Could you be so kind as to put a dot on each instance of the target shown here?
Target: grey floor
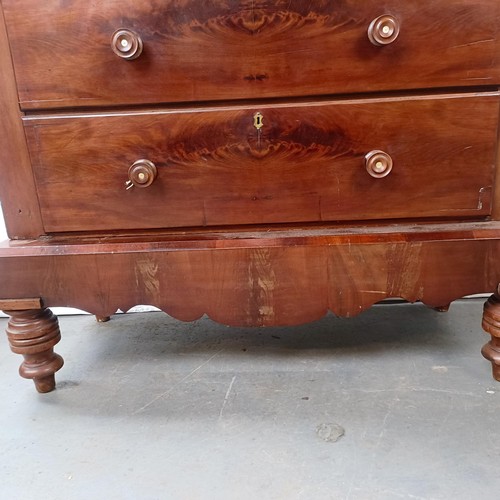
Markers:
(150, 408)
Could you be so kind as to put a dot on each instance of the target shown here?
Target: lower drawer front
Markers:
(274, 163)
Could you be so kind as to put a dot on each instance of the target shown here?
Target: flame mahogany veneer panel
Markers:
(306, 164)
(199, 51)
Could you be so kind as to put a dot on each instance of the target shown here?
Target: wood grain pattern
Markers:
(34, 333)
(17, 187)
(196, 51)
(305, 164)
(265, 280)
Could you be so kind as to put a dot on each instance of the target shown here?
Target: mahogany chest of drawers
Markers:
(259, 161)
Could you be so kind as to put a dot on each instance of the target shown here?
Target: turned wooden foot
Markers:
(33, 333)
(444, 308)
(491, 324)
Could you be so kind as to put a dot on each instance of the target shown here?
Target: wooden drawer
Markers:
(306, 163)
(199, 51)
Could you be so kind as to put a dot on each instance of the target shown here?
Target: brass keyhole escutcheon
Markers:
(258, 121)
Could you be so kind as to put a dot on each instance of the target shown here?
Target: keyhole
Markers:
(258, 121)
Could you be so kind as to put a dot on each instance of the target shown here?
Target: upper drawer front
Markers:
(197, 51)
(269, 164)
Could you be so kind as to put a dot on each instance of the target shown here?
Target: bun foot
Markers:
(45, 384)
(491, 324)
(491, 351)
(34, 333)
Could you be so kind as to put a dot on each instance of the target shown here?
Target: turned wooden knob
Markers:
(141, 173)
(378, 163)
(126, 44)
(383, 30)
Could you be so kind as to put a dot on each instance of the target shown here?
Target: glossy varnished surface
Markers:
(268, 279)
(17, 188)
(240, 49)
(306, 163)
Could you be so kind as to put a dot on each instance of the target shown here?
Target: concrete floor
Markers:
(150, 408)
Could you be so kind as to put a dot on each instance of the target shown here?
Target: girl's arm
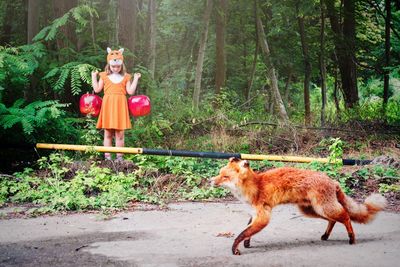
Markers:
(97, 85)
(131, 87)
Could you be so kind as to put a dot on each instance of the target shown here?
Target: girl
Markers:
(114, 114)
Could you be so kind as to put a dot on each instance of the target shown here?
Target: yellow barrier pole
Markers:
(104, 149)
(181, 153)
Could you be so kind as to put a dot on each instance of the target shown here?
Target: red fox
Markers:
(315, 194)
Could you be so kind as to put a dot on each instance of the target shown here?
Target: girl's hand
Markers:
(94, 74)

———

Exercise instructions:
Retype everything in the material word for word, minus pictures.

The response:
Could you be so kind as to put a dot on each instance of the target shown here?
Target: grey floor
Markers:
(150, 408)
Could you be so kind as to put a dot on each instance of the target shown here?
Target: lower drawer front
Markers:
(274, 163)
Could you be so kind as to put a dot on each instance of the target shown here?
Target: flame mahogany veneer panel
Markers:
(306, 164)
(199, 51)
Could you be so kind as to put a dot on each instance of the target shown here?
Target: wood grain pattern
Markers:
(34, 333)
(17, 187)
(196, 51)
(305, 164)
(265, 280)
Could you be so kind as to put a dot on each instance of the target shown here?
Target: mahogany chest of drawers
Markers:
(259, 161)
Could you be so kind as to put a dot on each instance of the target shown here?
Target: turned wooden foot
Markers:
(33, 333)
(444, 308)
(491, 324)
Could you be so kind as to put a dot on each instance of the target shown here?
Target: wooden drawer
Markers:
(306, 163)
(199, 51)
Could you be so kind as to put a dot on each instance of the target shown here?
Target: brass keyhole escutcheon
Markers:
(258, 121)
Could you be so kind as to put a dot on each instance of the target shown here?
Target: keyhole
Markers:
(258, 121)
Could you be so kind as to put a dot on each instance of the target shown here?
Target: upper drawer front
Markers:
(197, 51)
(269, 164)
Could you be so kind as to put a dot on each instance of the target shown here?
Target: bun foot
Markers:
(45, 384)
(491, 324)
(491, 351)
(34, 333)
Could you be so kind as to put a dot on each instance of the target shown here?
Target: turned wooden knob
Markers:
(141, 173)
(378, 163)
(126, 44)
(383, 30)
Could you be so kind as to put a dot on each instance of the target shown here?
Target: glossy varnished surface
Markers:
(268, 279)
(17, 188)
(240, 49)
(306, 163)
Could you be so kind as to put a dot on each instance of the target shown here?
Target: concrete floor
Markers:
(150, 408)
Could you be so kind as to put a dot on each instance of the target shown here?
Target: girl's arm
Markers:
(97, 85)
(131, 87)
Could you be so kind as to put a dot on each instance of the target shown here?
Target: girl
Markers:
(114, 114)
Could you be so kind as to put a dot on each instance of the target shown here?
Target: yellow barrier pole
Markers:
(104, 149)
(181, 153)
Could you be so kind as to put a dot on each instance of the target shown here?
Target: red fox
Markers:
(315, 194)
Could you be so kind as to put a dot on each instance of the target shown here?
Target: girl's hand
Markers:
(94, 74)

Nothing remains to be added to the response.